The input section start

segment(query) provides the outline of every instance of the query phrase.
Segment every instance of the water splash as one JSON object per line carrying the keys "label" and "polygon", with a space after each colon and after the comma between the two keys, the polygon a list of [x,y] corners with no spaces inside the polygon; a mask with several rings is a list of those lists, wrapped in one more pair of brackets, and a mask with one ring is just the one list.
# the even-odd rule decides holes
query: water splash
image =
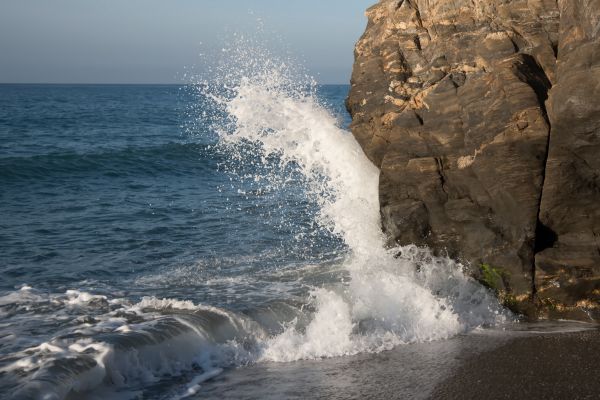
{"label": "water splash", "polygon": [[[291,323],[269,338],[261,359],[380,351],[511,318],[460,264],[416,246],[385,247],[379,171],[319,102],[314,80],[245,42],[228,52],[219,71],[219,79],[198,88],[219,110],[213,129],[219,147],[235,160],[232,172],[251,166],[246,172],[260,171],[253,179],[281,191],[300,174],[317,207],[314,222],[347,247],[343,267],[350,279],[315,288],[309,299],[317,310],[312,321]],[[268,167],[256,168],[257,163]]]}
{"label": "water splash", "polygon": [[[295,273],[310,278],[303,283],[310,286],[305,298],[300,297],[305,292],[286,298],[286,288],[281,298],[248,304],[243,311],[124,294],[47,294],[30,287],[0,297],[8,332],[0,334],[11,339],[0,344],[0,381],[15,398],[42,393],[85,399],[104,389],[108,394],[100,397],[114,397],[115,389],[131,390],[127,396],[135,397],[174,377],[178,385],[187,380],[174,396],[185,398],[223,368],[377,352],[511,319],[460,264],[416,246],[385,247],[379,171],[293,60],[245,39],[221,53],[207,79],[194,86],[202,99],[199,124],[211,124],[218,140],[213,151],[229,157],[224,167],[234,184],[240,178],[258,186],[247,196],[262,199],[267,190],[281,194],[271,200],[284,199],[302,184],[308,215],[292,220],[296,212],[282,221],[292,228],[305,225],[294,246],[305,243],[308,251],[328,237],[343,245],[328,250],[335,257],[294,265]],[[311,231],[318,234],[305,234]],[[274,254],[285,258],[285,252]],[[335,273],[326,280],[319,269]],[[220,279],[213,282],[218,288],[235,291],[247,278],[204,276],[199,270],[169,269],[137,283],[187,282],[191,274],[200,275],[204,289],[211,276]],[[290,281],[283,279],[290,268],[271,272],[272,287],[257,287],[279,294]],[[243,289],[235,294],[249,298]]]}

The input section end
The input section start

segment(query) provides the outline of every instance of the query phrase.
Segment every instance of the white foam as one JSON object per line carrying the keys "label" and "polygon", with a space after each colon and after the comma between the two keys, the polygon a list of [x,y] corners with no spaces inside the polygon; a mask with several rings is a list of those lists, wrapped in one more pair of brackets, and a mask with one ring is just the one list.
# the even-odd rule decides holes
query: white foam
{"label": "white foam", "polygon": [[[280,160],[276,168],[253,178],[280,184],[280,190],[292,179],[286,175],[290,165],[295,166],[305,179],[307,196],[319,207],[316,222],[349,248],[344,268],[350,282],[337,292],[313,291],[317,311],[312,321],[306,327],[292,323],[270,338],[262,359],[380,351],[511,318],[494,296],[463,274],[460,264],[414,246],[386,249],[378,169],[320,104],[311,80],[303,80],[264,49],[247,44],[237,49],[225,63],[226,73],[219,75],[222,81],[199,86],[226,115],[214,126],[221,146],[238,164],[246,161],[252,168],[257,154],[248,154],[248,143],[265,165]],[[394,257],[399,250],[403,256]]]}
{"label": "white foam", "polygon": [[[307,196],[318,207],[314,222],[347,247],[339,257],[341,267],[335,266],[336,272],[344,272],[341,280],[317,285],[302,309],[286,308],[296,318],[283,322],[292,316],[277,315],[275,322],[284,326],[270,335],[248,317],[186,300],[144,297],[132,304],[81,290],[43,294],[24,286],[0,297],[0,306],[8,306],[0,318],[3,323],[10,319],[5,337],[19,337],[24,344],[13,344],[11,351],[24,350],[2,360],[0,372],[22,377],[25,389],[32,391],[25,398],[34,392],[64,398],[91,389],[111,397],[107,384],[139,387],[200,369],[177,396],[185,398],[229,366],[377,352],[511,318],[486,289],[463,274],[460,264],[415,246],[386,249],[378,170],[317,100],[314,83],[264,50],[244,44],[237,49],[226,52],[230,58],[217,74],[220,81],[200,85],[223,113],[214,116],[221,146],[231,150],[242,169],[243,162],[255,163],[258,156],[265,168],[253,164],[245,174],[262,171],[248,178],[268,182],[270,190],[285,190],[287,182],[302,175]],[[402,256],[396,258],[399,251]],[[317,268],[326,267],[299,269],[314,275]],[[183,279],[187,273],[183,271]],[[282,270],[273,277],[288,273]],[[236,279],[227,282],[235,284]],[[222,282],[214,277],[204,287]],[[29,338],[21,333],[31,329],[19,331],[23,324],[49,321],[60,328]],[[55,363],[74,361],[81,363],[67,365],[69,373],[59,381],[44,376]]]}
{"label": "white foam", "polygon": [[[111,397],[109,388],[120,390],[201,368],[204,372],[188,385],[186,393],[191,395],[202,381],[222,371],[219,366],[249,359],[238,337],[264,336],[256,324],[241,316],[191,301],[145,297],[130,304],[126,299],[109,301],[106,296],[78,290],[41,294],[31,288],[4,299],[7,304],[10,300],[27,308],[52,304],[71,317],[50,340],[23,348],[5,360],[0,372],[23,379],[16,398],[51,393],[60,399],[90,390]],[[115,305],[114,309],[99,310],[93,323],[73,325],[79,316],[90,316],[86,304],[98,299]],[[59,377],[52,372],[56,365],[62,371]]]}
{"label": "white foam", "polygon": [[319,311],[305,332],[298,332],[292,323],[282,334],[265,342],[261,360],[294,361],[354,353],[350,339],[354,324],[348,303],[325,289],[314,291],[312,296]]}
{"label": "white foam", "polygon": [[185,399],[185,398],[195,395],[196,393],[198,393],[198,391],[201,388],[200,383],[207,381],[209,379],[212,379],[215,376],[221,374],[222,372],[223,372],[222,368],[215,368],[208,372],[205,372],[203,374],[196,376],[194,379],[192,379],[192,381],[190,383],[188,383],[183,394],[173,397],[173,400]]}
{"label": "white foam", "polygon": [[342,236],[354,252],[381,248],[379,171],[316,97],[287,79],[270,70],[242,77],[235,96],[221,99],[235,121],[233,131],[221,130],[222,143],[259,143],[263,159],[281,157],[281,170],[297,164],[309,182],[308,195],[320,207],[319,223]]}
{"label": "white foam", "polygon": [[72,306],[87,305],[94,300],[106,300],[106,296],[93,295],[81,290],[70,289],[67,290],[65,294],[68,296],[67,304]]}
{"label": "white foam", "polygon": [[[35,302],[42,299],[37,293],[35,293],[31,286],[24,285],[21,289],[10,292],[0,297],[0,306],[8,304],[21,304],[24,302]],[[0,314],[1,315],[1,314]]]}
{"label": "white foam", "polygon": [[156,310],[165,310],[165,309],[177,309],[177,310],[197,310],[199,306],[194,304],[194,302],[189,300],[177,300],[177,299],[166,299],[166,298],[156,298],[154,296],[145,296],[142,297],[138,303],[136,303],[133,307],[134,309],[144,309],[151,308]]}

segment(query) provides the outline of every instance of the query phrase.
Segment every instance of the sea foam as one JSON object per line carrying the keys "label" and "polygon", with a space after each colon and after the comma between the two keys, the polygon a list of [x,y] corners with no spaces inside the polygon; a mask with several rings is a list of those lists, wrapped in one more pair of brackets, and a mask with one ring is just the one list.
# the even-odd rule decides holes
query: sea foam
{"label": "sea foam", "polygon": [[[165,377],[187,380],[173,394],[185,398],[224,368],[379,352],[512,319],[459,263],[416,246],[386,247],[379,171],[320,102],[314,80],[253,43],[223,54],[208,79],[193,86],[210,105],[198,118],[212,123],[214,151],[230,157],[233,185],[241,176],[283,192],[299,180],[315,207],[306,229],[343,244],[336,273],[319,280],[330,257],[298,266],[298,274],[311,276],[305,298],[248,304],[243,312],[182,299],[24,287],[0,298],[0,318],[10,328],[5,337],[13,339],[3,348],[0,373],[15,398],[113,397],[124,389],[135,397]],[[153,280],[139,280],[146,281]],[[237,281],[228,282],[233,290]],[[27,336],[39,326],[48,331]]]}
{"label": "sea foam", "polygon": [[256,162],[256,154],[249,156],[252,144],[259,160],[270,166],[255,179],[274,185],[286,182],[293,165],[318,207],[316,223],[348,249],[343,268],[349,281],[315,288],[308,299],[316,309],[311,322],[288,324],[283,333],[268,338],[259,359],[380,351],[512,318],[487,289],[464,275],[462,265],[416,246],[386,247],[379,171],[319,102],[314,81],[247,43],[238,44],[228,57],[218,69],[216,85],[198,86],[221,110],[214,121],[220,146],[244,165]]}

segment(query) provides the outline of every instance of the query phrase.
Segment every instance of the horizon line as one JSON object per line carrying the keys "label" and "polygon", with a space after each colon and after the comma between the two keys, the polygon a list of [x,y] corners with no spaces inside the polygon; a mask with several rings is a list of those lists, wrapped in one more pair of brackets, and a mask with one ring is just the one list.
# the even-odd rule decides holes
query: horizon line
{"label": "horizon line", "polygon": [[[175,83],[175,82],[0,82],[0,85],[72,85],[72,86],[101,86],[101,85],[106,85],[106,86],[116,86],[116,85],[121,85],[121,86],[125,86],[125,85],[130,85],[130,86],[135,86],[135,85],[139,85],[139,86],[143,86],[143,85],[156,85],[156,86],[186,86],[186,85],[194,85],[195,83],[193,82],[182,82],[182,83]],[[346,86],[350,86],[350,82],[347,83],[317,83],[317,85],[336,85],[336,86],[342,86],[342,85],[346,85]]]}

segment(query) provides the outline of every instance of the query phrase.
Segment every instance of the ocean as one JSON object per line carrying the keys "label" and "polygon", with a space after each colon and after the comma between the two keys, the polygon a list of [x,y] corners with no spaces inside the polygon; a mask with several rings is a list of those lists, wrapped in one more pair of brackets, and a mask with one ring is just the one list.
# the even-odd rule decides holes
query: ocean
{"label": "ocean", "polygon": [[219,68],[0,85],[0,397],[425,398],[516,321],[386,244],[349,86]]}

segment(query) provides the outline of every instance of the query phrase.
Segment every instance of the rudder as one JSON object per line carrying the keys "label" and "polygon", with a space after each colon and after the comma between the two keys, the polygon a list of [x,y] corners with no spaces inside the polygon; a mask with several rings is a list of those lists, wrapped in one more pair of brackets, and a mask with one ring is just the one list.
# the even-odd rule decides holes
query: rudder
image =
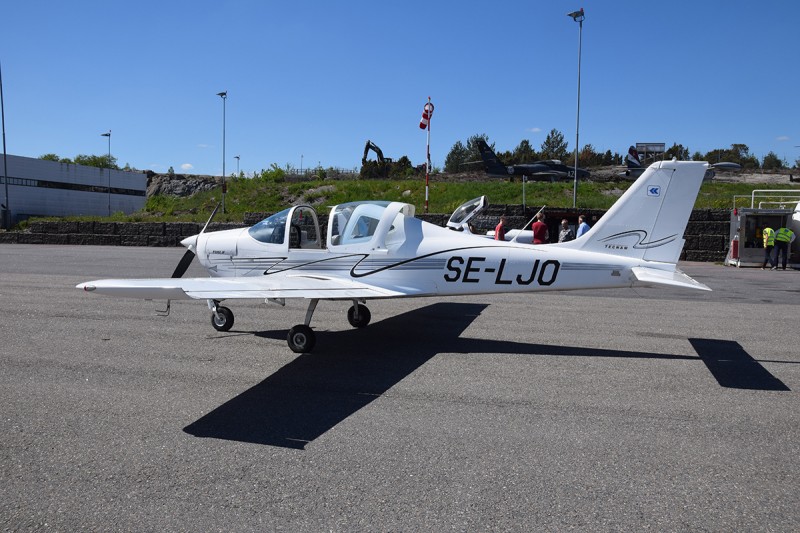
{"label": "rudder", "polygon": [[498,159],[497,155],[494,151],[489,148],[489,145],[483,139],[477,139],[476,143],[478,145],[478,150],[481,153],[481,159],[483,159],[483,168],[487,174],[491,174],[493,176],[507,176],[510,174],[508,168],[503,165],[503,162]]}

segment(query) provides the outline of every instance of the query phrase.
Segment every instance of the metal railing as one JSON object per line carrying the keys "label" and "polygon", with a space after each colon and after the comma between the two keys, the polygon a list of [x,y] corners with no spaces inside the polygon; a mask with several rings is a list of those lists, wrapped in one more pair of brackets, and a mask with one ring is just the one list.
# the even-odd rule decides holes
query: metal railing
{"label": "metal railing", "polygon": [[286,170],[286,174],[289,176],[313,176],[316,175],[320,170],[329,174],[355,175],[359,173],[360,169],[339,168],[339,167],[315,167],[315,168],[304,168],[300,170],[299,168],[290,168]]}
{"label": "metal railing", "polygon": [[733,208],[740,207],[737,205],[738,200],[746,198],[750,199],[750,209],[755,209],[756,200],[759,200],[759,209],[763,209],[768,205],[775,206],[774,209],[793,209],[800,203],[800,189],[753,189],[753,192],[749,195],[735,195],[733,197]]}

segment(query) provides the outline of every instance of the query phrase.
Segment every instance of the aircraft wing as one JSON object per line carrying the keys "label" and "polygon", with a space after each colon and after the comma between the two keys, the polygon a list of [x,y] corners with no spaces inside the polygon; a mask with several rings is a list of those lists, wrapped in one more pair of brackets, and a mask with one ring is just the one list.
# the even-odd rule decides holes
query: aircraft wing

The input section end
The input section start

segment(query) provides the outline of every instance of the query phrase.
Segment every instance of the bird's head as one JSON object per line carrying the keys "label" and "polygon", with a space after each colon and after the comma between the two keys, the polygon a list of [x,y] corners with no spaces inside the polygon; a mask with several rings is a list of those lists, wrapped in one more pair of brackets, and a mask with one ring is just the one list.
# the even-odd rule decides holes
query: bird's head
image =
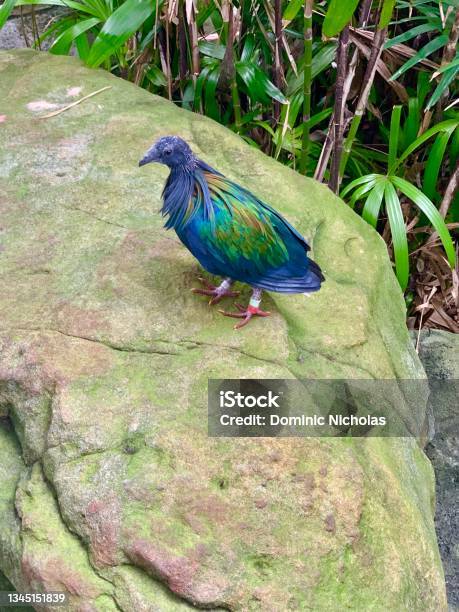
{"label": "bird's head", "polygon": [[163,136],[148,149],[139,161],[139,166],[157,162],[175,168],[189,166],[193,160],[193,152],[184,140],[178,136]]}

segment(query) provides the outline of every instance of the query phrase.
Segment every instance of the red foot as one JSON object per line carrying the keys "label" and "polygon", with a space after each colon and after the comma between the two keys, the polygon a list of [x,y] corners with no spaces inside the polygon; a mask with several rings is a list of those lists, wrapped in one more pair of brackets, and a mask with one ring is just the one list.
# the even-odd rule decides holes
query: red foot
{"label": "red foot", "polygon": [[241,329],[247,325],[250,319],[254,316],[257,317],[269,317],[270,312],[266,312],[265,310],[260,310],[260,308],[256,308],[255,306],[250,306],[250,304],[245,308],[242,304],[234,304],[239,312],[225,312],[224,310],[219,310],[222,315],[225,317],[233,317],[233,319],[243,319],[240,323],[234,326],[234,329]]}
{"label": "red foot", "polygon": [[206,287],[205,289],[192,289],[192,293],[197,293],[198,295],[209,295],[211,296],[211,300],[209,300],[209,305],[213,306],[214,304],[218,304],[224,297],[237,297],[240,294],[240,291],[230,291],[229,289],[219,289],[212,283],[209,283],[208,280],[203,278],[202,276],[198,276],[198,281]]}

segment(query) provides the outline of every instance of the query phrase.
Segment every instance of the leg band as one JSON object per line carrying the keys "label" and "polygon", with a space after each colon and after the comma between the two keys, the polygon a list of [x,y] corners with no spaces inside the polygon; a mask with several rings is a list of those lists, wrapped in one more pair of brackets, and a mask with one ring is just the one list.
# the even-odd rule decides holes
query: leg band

The input section end

▶ _Work to be completed_: Search the data above for the word "wing". Copy each line it is in.

▶ _Answer below_:
Segment every instance of the aircraft wing as one JSON object per line carrying the keys "label" and "polygon", with a space after each colon and after the comma between the two keys, the polygon a list of [x,y] corners with no spaces inside the polygon; a mask with several rings is a list of those lists, wrapped in one more pair of brackets, and a mask with one ring is just the one list.
query: aircraft wing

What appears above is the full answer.